** Textauszug **
━━━━━━━━━━━━━━━━━━━━━━━━━━━━━━
Auf­nah­me der Brief­dienst­leis­tungs­bran­che in das Ar­beit­neh­mer-Ent­sen­de­ge­setz (AEntG) ge­plant

Ent­wurf ei­nes zwei­ten Ge­set­zes zur Än­de­rung des Ar­beit­neh­mer-Ent­sen­de­ge­set­zes: Ge­setz­ent­wurf der Bun­des­re­gie­rung vom 20.09.2007
Plausch am Postschalter Die Bun­des­re­gie­rung möch­te die Brief­dienst­leis­tun­gen in das AEntG auf­neh­men

19.10.2007. Gut zwei Wo­chen nach der rhein­land-pfäl­zi­schen Ge­set­zes­in­itia­ti­ve zum Min­dest­lohn im Bun­des­rat stell­te die Bun­des­re­gie­rung den Ent­wurf ei­nes Ge­set­zes zur Än­de­rung des Ar­beit­neh­mer-Ent­sen­de­ge­set­zes (AEntG) vor, mit dem die sog. „Brief­dienst­leis­tun­gen“ als wei­te­re Bran­che in das AEntG auf­ge­nom­men wer­den soll (Ent­wurf ei­nes zwei­ten Ge­set­zes zur Än­de­rung des Ar­beit­neh­mer-Ent­sen­de­ge­set­zes, Ent­wurf der Bun­des­re­gie­rung vom 20.09.2007).
━━━━━━━━━━━━━━━━━━━━━━━━━━━━━━
Quelldaten
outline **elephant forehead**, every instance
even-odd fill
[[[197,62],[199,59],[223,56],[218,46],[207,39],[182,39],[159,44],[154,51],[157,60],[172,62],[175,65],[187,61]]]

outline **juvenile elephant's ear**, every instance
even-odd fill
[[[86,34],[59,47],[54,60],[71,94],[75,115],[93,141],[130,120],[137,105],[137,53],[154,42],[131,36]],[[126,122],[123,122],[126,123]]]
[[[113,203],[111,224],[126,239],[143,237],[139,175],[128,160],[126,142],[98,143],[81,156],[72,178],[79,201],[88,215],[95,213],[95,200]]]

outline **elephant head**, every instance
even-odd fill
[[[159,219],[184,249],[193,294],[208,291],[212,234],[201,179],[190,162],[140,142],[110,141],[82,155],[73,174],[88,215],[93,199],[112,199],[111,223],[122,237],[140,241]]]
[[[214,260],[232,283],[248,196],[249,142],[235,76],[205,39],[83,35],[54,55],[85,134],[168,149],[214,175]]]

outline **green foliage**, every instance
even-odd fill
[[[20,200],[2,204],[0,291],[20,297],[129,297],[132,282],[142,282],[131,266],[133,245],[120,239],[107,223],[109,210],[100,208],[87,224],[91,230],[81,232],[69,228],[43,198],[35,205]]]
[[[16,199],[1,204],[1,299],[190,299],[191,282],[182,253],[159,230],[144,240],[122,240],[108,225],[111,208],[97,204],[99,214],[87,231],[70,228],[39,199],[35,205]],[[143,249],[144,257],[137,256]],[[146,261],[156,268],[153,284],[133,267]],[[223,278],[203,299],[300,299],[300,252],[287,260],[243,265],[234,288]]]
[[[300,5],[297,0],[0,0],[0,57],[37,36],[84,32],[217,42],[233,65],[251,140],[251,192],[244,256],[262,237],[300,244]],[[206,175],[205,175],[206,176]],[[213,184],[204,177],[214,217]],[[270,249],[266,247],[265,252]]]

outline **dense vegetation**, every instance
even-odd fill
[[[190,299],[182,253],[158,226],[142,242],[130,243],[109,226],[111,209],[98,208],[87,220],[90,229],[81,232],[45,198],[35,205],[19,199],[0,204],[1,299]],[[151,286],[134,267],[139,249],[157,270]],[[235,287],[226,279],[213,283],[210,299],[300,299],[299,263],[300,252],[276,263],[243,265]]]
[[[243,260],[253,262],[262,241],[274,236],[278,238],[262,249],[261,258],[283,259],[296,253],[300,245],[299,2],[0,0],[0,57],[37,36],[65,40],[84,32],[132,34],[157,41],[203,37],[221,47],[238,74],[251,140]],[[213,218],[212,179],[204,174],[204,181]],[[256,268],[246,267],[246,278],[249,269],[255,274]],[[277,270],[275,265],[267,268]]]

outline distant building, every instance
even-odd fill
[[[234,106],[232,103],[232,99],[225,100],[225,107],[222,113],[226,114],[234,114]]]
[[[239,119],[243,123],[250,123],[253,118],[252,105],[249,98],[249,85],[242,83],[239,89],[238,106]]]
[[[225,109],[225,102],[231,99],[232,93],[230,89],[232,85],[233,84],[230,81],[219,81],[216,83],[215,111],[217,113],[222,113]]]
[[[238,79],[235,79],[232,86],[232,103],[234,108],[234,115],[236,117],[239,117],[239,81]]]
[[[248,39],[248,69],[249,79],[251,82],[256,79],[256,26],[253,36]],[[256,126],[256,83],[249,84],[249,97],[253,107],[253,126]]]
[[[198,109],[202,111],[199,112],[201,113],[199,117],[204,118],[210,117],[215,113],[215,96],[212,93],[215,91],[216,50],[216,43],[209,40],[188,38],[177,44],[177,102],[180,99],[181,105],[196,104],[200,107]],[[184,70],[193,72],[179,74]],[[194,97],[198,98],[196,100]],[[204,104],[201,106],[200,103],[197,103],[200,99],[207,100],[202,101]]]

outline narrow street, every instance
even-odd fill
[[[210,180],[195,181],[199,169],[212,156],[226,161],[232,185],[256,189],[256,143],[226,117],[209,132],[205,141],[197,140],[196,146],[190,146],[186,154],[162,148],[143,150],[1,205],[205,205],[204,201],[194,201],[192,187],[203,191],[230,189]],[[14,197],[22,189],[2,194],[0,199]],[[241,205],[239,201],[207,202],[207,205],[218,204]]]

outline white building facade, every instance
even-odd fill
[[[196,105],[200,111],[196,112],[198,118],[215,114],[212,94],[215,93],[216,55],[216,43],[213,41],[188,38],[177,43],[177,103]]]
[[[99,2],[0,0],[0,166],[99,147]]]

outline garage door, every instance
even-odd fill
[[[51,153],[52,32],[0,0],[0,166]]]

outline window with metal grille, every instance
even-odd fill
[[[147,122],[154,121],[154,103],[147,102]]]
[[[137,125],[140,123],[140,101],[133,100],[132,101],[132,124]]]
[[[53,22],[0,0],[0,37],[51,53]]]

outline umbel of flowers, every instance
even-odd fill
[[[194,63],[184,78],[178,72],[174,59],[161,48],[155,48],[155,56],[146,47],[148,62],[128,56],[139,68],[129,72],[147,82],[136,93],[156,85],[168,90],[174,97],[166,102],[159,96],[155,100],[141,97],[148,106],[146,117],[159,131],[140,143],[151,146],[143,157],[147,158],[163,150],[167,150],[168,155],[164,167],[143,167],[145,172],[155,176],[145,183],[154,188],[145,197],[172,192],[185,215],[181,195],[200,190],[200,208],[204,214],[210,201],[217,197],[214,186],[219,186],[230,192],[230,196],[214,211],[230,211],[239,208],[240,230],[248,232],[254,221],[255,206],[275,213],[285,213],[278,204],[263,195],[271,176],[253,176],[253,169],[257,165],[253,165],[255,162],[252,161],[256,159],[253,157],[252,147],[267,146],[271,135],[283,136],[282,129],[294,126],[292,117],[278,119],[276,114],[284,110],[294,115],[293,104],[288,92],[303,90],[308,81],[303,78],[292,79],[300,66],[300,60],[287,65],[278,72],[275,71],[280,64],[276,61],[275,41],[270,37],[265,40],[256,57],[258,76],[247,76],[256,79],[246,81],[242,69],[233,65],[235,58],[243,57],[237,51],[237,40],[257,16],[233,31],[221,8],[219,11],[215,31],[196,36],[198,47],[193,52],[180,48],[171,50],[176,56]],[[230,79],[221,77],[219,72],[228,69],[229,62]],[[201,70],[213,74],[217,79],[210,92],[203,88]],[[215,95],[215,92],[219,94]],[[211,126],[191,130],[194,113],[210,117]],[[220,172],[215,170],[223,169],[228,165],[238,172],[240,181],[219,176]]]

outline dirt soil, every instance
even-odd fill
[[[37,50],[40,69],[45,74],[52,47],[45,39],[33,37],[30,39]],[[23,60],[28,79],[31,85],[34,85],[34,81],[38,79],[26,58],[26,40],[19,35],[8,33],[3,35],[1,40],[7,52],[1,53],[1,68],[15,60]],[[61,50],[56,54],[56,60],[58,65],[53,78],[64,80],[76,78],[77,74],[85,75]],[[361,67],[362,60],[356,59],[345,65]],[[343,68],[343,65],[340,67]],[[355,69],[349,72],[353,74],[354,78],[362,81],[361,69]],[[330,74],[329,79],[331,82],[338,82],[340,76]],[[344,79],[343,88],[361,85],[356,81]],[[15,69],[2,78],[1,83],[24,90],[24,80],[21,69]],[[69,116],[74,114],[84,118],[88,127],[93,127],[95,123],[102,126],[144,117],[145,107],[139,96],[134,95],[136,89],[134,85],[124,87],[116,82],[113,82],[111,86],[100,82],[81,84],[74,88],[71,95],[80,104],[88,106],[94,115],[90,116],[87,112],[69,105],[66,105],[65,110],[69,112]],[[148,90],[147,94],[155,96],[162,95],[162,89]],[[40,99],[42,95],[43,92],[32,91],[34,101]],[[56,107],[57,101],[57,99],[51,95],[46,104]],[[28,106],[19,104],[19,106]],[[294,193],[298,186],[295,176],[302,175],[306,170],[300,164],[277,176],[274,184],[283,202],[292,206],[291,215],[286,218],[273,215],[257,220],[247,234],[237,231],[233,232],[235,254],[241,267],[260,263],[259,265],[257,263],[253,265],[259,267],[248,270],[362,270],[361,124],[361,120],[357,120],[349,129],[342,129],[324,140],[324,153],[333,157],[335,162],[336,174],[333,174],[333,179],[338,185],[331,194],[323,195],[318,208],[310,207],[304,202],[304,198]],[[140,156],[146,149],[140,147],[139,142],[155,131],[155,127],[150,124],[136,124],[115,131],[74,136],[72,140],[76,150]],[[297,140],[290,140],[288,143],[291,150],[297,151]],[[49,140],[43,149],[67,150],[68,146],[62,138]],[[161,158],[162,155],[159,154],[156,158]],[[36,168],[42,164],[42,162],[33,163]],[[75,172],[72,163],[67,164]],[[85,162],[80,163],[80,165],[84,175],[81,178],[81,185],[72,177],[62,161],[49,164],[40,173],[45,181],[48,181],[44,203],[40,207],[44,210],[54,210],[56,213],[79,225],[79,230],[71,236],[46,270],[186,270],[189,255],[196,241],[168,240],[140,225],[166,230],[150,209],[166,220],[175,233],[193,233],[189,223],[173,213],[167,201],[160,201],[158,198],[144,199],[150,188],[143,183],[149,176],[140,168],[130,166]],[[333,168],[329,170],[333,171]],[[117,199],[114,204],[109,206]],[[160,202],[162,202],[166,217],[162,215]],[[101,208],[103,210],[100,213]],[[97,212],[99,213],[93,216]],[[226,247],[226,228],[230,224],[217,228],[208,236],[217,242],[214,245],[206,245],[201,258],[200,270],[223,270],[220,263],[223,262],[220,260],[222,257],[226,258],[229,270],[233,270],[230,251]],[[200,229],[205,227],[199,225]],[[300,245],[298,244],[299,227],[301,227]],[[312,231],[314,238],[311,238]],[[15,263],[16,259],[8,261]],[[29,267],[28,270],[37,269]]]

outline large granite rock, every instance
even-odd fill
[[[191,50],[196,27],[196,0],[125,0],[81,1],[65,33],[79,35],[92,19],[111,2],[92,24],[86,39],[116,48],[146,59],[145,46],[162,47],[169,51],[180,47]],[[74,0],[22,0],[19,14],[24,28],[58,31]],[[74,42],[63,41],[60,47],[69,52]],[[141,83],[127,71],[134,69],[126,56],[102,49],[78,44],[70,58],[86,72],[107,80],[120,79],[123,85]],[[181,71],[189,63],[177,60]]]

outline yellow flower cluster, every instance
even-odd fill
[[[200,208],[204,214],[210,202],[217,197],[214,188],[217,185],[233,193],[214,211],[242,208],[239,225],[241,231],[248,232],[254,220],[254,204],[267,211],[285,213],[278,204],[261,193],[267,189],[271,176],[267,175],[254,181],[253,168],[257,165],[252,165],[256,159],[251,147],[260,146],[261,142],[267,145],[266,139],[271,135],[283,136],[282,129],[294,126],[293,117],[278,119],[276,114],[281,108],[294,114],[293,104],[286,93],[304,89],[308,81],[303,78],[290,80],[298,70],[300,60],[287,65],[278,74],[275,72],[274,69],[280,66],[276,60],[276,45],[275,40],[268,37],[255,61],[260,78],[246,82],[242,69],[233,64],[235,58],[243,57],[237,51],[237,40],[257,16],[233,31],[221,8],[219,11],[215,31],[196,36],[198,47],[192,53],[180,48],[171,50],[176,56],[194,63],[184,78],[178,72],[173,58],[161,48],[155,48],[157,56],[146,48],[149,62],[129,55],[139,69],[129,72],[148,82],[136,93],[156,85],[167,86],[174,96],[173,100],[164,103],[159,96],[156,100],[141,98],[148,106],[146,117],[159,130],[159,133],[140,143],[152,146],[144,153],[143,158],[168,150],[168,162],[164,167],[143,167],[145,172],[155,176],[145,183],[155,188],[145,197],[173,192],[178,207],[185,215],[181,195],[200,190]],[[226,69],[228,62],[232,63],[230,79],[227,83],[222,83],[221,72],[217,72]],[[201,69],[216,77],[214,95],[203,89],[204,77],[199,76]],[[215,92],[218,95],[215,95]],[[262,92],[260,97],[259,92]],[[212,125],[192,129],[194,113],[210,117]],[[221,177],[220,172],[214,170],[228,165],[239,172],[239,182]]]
━━━━━━━━━━━━━━━━━━━━━━━━━━━━━━
** Zu erledigen **
1 - Von welchem Datum ist der Gesetzentwurf der Bundesregierung, der im Textauszug zum Arbeitnehmer-Entsendegesetz genannt wird?
2 - Wiederhole bitte wortgetreu aus der Liste alles von der Zeile mit „outline window with“ bis hinunter zur Zeile mit „[[[53,22],[0,0],[0,37],[51,53]]]“, beide Zeilen eingeschlossen.
Der Textauszug und die Liste haben inhaltlich nichts miteinander zu tun.

** Die Antworten **
1 - Vom 20.09.2007.

2 -
outline window with metal grille, every instance
even-odd fill
[[[147,122],[154,121],[154,103],[147,102]]]
[[[137,125],[140,123],[140,101],[133,100],[132,101],[132,124]]]
[[[53,22],[0,0],[0,37],[51,53]]]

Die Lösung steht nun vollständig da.